#### SHORT TASK
Please print the records below word for word, starting at their first line and stopping after the line that contains "pixel 503 121".
BEGIN EXERCISE DATA
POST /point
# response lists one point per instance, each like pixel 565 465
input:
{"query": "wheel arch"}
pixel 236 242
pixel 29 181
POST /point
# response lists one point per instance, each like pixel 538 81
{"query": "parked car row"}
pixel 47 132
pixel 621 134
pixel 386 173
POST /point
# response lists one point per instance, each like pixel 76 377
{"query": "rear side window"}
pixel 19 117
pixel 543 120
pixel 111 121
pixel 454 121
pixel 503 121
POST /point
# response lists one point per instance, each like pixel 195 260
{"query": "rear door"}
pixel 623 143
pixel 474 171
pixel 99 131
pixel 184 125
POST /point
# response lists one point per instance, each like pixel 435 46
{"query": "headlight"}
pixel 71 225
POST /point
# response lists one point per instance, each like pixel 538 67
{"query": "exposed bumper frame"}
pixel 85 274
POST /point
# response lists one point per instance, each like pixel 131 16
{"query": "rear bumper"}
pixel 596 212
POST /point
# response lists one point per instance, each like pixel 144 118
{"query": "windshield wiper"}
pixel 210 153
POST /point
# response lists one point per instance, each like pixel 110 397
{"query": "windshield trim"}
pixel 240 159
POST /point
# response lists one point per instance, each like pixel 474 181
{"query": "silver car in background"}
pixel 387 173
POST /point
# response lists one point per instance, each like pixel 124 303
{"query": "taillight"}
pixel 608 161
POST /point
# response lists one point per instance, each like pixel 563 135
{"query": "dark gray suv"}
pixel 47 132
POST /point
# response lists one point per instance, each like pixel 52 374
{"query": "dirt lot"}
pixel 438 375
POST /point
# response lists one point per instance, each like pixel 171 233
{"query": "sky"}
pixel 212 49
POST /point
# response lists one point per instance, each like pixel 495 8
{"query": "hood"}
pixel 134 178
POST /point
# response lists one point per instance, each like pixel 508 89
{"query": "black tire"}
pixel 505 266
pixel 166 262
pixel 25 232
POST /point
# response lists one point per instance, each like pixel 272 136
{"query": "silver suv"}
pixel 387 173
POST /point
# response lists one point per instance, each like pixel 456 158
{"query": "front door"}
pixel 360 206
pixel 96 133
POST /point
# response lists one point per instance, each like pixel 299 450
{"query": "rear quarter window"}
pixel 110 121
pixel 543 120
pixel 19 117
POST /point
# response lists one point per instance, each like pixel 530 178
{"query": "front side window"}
END EXERCISE DATA
#### CORRECT RESPONSE
POST /point
# response lists one point per instance, each like pixel 565 465
input:
{"query": "wheel arch"}
pixel 236 242
pixel 29 181
POST /point
# response lists one point per instance, each like pixel 538 81
{"query": "parked car row"}
pixel 47 132
pixel 621 134
pixel 386 173
POST /point
# response lists one point per instance, each like pixel 76 377
{"query": "rear side window"}
pixel 19 117
pixel 543 120
pixel 111 121
pixel 454 121
pixel 503 121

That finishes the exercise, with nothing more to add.